_What the task requires_. Exactly as given, output all the records that follow.
** Opening Provided data block **
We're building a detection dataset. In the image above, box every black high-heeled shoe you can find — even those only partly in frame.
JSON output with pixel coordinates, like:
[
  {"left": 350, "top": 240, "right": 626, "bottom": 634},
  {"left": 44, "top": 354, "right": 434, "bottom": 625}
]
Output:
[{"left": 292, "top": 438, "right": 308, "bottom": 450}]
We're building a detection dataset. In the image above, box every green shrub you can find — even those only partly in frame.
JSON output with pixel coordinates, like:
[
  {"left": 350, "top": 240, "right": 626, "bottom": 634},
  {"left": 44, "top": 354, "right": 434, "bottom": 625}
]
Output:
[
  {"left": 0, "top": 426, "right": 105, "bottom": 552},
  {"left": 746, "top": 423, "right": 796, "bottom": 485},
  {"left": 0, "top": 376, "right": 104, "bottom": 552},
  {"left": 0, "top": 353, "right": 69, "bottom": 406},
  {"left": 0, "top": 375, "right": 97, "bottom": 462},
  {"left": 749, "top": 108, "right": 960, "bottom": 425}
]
** Closing Provided data block **
_Response_.
We're building a detection dataset. In the image above, box every black high-heeled shoe you can find — even those only partly in frame.
JSON output with pixel coordinates, like:
[
  {"left": 350, "top": 240, "right": 626, "bottom": 634},
  {"left": 44, "top": 354, "right": 434, "bottom": 625}
]
Output:
[{"left": 292, "top": 438, "right": 308, "bottom": 450}]
We're building a detection dataset. In the image above, box every green shrub you can find — even those only partly in frame.
JSON output with pixel coordinates, like:
[
  {"left": 350, "top": 240, "right": 626, "bottom": 634},
  {"left": 44, "top": 354, "right": 434, "bottom": 625}
]
Output:
[
  {"left": 0, "top": 426, "right": 105, "bottom": 552},
  {"left": 746, "top": 423, "right": 796, "bottom": 485},
  {"left": 0, "top": 376, "right": 104, "bottom": 552},
  {"left": 0, "top": 353, "right": 69, "bottom": 406},
  {"left": 0, "top": 375, "right": 97, "bottom": 462},
  {"left": 749, "top": 108, "right": 960, "bottom": 425}
]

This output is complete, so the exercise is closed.